┌──
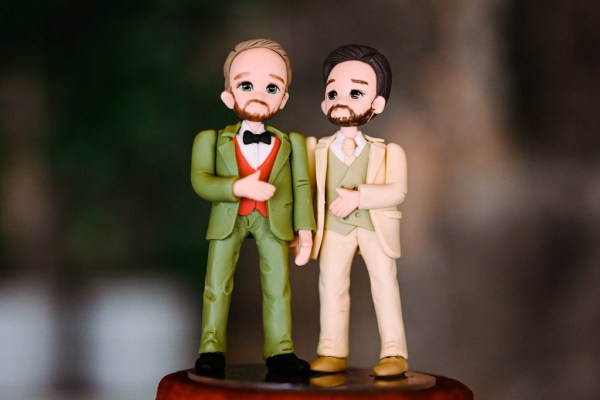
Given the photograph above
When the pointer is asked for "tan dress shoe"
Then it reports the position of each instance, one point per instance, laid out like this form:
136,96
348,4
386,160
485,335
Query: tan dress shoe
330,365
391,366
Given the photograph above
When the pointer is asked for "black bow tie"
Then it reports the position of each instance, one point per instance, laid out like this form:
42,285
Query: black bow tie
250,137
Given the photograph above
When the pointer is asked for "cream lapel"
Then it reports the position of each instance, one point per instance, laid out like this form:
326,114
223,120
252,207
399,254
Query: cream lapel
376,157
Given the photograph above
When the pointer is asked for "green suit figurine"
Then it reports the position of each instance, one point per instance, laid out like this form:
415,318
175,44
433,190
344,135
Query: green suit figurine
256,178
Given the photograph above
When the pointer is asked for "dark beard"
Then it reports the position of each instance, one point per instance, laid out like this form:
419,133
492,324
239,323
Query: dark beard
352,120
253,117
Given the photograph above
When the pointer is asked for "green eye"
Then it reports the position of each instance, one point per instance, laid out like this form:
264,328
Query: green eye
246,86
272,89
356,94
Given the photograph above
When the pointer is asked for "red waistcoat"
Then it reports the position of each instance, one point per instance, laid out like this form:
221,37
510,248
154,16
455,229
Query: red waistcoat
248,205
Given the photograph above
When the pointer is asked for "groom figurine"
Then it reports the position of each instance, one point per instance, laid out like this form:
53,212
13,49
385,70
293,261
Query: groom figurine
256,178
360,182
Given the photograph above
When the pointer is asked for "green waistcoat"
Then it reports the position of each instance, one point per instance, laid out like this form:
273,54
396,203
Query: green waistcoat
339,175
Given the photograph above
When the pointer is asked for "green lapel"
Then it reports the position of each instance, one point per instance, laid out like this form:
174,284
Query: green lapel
└──
→ TASK DESCRIPTION
Write the full listing out again with every line unchanged, but include no pictures.

→ EXPECTED ANSWER
Given the photograph above
When the pointer is asked for "tan dress shoe"
Then it reports the position of each instance, one point per instance, laid out like this form:
136,96
348,4
386,160
485,335
Query: tan dress shoe
330,365
391,366
Given the photograph above
When the pointer is asked for "black bow tie"
Then it reports the position of each instance, one point per instance, laid out like this form:
42,285
Query: black bow tie
250,137
Given the photograph above
When the pointer is asked for "cream lapel"
Then it reports the position of each instance, one point per instance, laid out like this form:
326,114
223,120
252,207
399,254
Query: cream lapel
376,157
Given the photograph above
When the pointer is asked for "green suit figurine"
Then it reports the position of each instance, one point per instance, laid out like this form:
415,318
175,44
433,190
344,135
Query: green suit figurine
256,178
Given the photograph above
When the pointer is asked for "dark beard"
Then it reports the position of each instance, one point per instance, laid out like this form:
419,133
492,324
239,323
Query: dark beard
352,120
253,117
Given the photograph above
When the pointer is asked for "green eye"
Then it reports the position of each instance, one point per instance, laid out like this form:
264,328
Query: green eye
246,86
272,89
356,94
Given the photograph above
When the pointer is asked for "red waistcoat"
Then it reports the position of each instance, one point per instance, laid out like this form:
221,37
510,248
154,16
455,229
Query: red waistcoat
248,205
Given the photograph above
When the pointer is asked for "groom figurine"
Then it reports the position of each instance, one point per instance, laid out like this form:
53,212
13,49
385,70
293,261
Query: groom figurine
256,178
360,182
Given the photograph above
When the pointer is asked for "green waistcoat"
Then it reports the position of each instance, one point per instance, laid out like this form:
273,54
396,203
Query: green waistcoat
339,175
Given the photograph above
When the pointer is asked for "green lapel"
Then it reports the position of each instance, one point per instance, laid out like this form:
174,284
Query: green lapel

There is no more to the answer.